■ **DATASET CONTENT**
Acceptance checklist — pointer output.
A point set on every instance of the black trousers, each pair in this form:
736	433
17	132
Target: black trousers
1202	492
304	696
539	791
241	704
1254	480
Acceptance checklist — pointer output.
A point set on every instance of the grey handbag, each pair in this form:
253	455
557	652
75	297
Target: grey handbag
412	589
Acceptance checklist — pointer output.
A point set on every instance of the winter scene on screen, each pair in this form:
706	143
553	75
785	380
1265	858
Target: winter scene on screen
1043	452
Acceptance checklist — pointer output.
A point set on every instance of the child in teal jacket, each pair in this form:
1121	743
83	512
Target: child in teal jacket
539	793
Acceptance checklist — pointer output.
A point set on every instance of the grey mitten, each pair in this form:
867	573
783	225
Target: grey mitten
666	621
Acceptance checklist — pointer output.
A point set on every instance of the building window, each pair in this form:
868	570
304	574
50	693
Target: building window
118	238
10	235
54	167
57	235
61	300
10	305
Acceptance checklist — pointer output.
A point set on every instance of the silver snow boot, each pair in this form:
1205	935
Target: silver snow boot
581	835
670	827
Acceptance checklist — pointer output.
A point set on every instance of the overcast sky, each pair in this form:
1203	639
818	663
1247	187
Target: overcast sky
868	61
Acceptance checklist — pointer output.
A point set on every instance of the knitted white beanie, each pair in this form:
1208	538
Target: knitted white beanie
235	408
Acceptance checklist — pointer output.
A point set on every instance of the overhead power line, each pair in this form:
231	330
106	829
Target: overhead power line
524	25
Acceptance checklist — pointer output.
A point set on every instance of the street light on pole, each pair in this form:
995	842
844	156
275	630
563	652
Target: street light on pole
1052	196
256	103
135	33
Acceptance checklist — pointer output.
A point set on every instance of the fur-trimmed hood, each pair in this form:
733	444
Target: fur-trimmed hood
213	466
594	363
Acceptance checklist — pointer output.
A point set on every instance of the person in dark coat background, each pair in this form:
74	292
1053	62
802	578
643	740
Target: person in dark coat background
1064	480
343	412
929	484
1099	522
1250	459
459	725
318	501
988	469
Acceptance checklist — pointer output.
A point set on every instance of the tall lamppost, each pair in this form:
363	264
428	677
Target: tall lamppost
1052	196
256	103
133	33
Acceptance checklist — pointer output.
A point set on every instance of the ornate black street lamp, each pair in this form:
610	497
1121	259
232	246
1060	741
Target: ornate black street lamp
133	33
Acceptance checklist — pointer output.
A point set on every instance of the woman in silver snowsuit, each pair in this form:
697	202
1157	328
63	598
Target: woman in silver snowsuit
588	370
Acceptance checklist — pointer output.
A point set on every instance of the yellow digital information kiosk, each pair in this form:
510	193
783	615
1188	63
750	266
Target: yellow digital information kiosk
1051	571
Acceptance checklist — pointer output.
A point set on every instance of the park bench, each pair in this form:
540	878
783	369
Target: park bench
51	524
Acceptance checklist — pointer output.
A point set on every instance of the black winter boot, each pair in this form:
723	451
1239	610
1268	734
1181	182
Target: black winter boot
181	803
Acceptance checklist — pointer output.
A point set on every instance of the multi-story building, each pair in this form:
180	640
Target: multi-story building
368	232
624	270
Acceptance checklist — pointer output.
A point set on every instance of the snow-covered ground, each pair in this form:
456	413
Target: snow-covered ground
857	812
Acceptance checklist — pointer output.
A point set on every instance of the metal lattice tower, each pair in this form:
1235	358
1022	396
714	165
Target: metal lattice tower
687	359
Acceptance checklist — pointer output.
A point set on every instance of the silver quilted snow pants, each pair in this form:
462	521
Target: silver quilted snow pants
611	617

■ **INSTRUCTIONS TO FOLLOW**
Show in full each line of the entries above that contains the string "overhead".

■ **PROBLEM SOLUTION**
A point set on every instance of the overhead power line, each pair in this form:
Target: overhead power line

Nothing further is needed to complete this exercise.